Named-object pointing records
++++
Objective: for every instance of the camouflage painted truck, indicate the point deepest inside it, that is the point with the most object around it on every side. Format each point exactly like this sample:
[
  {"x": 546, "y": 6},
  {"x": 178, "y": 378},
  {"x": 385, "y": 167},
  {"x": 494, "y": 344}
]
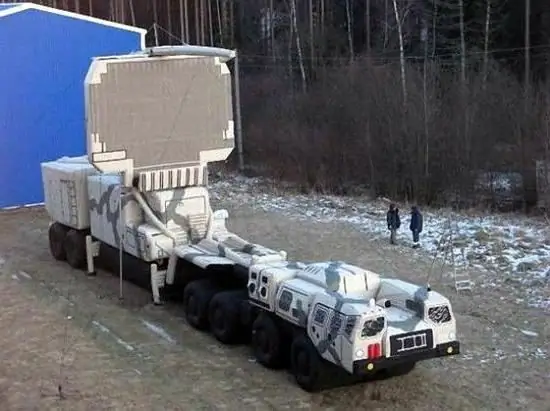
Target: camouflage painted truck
[{"x": 139, "y": 199}]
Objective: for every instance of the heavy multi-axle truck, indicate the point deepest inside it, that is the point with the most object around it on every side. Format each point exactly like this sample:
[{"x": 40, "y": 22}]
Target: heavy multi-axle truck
[{"x": 155, "y": 119}]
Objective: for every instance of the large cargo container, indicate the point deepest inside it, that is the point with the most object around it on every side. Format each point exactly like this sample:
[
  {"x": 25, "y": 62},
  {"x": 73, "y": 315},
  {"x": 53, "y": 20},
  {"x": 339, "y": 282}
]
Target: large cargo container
[{"x": 155, "y": 121}]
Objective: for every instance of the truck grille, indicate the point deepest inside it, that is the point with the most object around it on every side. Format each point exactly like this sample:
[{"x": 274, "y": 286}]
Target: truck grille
[{"x": 403, "y": 344}]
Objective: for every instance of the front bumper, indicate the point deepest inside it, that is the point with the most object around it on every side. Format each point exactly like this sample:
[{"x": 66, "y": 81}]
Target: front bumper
[{"x": 367, "y": 367}]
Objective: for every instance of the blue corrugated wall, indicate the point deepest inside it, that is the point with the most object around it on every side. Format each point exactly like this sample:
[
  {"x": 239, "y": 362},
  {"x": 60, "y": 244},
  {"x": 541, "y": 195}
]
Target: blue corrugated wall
[{"x": 44, "y": 59}]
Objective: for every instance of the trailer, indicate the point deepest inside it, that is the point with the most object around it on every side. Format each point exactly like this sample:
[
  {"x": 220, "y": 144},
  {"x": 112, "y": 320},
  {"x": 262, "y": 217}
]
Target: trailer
[{"x": 155, "y": 119}]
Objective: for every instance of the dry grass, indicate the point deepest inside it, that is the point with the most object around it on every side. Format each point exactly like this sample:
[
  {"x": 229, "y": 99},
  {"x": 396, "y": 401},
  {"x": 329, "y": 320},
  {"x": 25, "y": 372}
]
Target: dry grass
[{"x": 194, "y": 372}]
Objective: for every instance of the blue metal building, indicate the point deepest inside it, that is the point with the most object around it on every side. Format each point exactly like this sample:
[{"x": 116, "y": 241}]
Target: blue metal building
[{"x": 45, "y": 54}]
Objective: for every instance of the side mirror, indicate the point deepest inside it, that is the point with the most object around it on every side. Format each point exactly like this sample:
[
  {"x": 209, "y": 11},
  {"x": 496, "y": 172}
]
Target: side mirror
[{"x": 220, "y": 214}]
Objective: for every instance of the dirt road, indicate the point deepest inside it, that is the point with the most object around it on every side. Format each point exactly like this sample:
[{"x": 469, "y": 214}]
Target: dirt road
[{"x": 62, "y": 331}]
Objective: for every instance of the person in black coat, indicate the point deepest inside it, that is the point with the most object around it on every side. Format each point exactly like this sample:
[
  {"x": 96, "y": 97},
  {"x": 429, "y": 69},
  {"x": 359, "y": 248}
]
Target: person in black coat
[
  {"x": 416, "y": 225},
  {"x": 394, "y": 222}
]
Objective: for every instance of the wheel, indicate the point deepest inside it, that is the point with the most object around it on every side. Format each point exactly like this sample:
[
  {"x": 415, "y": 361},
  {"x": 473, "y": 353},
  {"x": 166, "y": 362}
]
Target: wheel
[
  {"x": 224, "y": 316},
  {"x": 196, "y": 298},
  {"x": 56, "y": 234},
  {"x": 267, "y": 342},
  {"x": 75, "y": 249},
  {"x": 307, "y": 365}
]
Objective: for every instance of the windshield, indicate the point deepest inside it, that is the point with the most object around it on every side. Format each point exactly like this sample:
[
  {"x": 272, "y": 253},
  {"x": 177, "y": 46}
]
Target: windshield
[{"x": 372, "y": 327}]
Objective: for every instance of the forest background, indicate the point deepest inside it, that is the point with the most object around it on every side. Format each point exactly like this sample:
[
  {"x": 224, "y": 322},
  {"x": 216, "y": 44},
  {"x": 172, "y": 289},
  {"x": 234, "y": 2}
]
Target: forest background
[{"x": 417, "y": 100}]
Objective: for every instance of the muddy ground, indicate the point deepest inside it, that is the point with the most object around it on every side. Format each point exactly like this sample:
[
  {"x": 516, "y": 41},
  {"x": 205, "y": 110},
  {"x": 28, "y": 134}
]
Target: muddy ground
[{"x": 68, "y": 342}]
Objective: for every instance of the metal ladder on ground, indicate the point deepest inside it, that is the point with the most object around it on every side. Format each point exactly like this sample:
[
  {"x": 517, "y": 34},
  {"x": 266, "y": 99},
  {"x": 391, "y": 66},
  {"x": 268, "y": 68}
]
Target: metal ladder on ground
[
  {"x": 462, "y": 280},
  {"x": 71, "y": 196}
]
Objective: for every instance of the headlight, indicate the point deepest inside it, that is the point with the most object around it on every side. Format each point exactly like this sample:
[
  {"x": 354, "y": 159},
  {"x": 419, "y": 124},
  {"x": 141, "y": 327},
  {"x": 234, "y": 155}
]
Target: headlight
[
  {"x": 373, "y": 327},
  {"x": 439, "y": 314}
]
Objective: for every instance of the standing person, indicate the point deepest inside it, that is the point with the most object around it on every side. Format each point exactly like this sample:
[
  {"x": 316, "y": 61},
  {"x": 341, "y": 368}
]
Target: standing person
[
  {"x": 416, "y": 225},
  {"x": 394, "y": 222}
]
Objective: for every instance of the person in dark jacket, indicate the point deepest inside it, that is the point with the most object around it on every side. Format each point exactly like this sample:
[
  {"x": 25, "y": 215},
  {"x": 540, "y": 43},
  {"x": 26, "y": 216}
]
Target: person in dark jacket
[
  {"x": 416, "y": 225},
  {"x": 394, "y": 222}
]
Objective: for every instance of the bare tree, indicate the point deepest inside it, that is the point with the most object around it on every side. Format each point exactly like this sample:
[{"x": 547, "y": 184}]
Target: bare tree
[
  {"x": 298, "y": 45},
  {"x": 527, "y": 47},
  {"x": 169, "y": 18},
  {"x": 486, "y": 41},
  {"x": 367, "y": 24},
  {"x": 462, "y": 43},
  {"x": 401, "y": 52},
  {"x": 349, "y": 23}
]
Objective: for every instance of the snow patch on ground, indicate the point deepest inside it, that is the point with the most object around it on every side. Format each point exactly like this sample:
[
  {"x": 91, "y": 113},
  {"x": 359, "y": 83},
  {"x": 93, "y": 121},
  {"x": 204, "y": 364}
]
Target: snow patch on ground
[
  {"x": 119, "y": 340},
  {"x": 511, "y": 251},
  {"x": 161, "y": 332}
]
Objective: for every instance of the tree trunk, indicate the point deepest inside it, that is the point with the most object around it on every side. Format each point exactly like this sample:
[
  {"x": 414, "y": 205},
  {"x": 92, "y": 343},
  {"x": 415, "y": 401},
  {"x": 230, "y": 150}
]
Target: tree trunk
[
  {"x": 298, "y": 45},
  {"x": 210, "y": 25},
  {"x": 186, "y": 18},
  {"x": 196, "y": 22},
  {"x": 271, "y": 29},
  {"x": 311, "y": 34},
  {"x": 401, "y": 53},
  {"x": 486, "y": 42},
  {"x": 527, "y": 47},
  {"x": 182, "y": 23},
  {"x": 462, "y": 44},
  {"x": 349, "y": 29},
  {"x": 169, "y": 18},
  {"x": 367, "y": 25},
  {"x": 132, "y": 11}
]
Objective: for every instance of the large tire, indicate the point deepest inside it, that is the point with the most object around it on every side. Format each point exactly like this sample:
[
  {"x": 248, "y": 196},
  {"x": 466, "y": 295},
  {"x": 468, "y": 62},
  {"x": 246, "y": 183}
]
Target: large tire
[
  {"x": 267, "y": 342},
  {"x": 307, "y": 366},
  {"x": 56, "y": 235},
  {"x": 75, "y": 249},
  {"x": 225, "y": 318},
  {"x": 196, "y": 298}
]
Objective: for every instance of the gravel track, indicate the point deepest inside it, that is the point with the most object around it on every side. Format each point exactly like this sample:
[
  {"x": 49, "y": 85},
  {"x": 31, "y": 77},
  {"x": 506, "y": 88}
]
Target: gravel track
[{"x": 121, "y": 362}]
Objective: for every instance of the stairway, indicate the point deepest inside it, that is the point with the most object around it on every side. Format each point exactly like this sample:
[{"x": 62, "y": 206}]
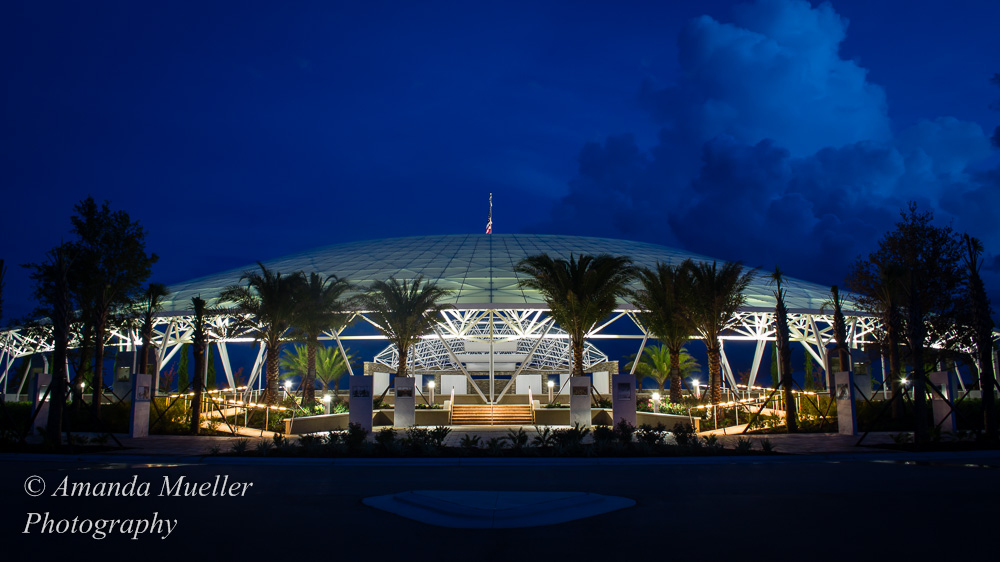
++++
Pick out every line of the records that contains the word "trailer" and copy each one.

_Answer to the problem_:
Objective: for every instance of the trailer, indicate the point deepest inside it, that is the point with the most object around it on every side. Format each point exactly like this sample:
Target: trailer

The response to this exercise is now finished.